- Phrase grounding data

[Start of Attachment]

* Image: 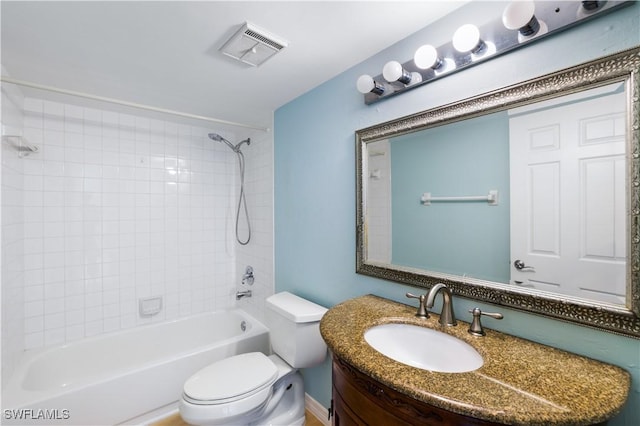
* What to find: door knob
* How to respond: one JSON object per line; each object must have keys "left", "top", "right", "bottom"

{"left": 513, "top": 259, "right": 535, "bottom": 271}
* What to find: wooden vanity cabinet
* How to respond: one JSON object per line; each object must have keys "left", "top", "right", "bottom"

{"left": 332, "top": 356, "right": 612, "bottom": 426}
{"left": 332, "top": 356, "right": 503, "bottom": 426}
{"left": 324, "top": 297, "right": 623, "bottom": 426}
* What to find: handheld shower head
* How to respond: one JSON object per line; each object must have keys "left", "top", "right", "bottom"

{"left": 208, "top": 133, "right": 237, "bottom": 152}
{"left": 208, "top": 133, "right": 250, "bottom": 153}
{"left": 208, "top": 132, "right": 252, "bottom": 245}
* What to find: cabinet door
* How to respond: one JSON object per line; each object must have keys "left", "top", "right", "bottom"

{"left": 333, "top": 358, "right": 418, "bottom": 425}
{"left": 332, "top": 357, "right": 502, "bottom": 426}
{"left": 333, "top": 391, "right": 366, "bottom": 426}
{"left": 332, "top": 356, "right": 610, "bottom": 426}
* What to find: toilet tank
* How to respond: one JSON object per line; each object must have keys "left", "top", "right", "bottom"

{"left": 265, "top": 292, "right": 328, "bottom": 368}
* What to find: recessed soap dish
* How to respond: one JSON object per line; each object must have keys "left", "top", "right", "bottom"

{"left": 139, "top": 296, "right": 163, "bottom": 317}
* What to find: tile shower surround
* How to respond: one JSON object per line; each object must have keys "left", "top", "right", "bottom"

{"left": 12, "top": 98, "right": 255, "bottom": 350}
{"left": 2, "top": 82, "right": 26, "bottom": 385}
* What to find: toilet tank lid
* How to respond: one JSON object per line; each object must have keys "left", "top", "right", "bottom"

{"left": 266, "top": 292, "right": 328, "bottom": 323}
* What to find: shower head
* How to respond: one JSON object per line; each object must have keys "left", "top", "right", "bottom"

{"left": 208, "top": 133, "right": 251, "bottom": 153}
{"left": 208, "top": 132, "right": 252, "bottom": 245}
{"left": 208, "top": 133, "right": 224, "bottom": 142}
{"left": 209, "top": 133, "right": 237, "bottom": 152}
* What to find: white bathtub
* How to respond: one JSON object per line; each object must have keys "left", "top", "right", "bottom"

{"left": 2, "top": 310, "right": 270, "bottom": 425}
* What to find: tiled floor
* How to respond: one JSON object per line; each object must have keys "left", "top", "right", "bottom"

{"left": 151, "top": 409, "right": 324, "bottom": 426}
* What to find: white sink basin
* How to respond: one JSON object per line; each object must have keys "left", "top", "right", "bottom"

{"left": 364, "top": 323, "right": 483, "bottom": 373}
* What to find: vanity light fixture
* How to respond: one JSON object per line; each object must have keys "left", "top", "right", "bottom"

{"left": 356, "top": 74, "right": 385, "bottom": 95}
{"left": 383, "top": 61, "right": 412, "bottom": 84}
{"left": 356, "top": 0, "right": 632, "bottom": 105}
{"left": 578, "top": 1, "right": 606, "bottom": 18}
{"left": 452, "top": 24, "right": 485, "bottom": 54}
{"left": 414, "top": 45, "right": 456, "bottom": 75}
{"left": 502, "top": 1, "right": 548, "bottom": 42}
{"left": 414, "top": 44, "right": 443, "bottom": 70}
{"left": 382, "top": 61, "right": 423, "bottom": 86}
{"left": 582, "top": 1, "right": 602, "bottom": 11}
{"left": 452, "top": 24, "right": 497, "bottom": 59}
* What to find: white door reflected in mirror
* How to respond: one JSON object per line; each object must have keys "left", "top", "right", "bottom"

{"left": 509, "top": 83, "right": 626, "bottom": 305}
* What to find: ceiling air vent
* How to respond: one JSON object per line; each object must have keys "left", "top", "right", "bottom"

{"left": 220, "top": 22, "right": 288, "bottom": 67}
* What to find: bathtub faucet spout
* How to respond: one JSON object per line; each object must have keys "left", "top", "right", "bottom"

{"left": 236, "top": 290, "right": 252, "bottom": 300}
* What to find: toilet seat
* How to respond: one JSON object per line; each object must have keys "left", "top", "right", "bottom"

{"left": 183, "top": 352, "right": 278, "bottom": 405}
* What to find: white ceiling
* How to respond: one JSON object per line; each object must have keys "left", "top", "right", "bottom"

{"left": 1, "top": 1, "right": 468, "bottom": 132}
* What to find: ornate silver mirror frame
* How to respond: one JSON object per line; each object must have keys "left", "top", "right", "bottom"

{"left": 356, "top": 46, "right": 640, "bottom": 338}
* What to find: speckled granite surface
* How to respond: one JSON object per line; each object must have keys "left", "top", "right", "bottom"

{"left": 320, "top": 295, "right": 631, "bottom": 426}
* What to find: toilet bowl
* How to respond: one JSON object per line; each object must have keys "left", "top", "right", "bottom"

{"left": 179, "top": 353, "right": 302, "bottom": 425}
{"left": 179, "top": 292, "right": 327, "bottom": 426}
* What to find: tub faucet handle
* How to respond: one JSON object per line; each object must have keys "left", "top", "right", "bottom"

{"left": 242, "top": 266, "right": 254, "bottom": 286}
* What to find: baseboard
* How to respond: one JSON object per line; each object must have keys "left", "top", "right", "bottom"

{"left": 305, "top": 393, "right": 330, "bottom": 426}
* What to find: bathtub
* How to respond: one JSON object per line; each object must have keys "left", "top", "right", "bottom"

{"left": 2, "top": 309, "right": 270, "bottom": 425}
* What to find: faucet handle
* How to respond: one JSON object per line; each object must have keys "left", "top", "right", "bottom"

{"left": 406, "top": 293, "right": 429, "bottom": 318}
{"left": 468, "top": 308, "right": 503, "bottom": 336}
{"left": 242, "top": 266, "right": 254, "bottom": 286}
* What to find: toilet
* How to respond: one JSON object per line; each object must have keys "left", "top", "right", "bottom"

{"left": 179, "top": 292, "right": 328, "bottom": 426}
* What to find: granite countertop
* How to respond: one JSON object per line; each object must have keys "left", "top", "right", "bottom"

{"left": 320, "top": 295, "right": 631, "bottom": 426}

[End of Attachment]

In the entries above, which lines hold the word "bathtub"? Copy them out.

- Answer for this exercise
* What to find: white bathtub
* What to find: bathtub faucet spout
* What to find: bathtub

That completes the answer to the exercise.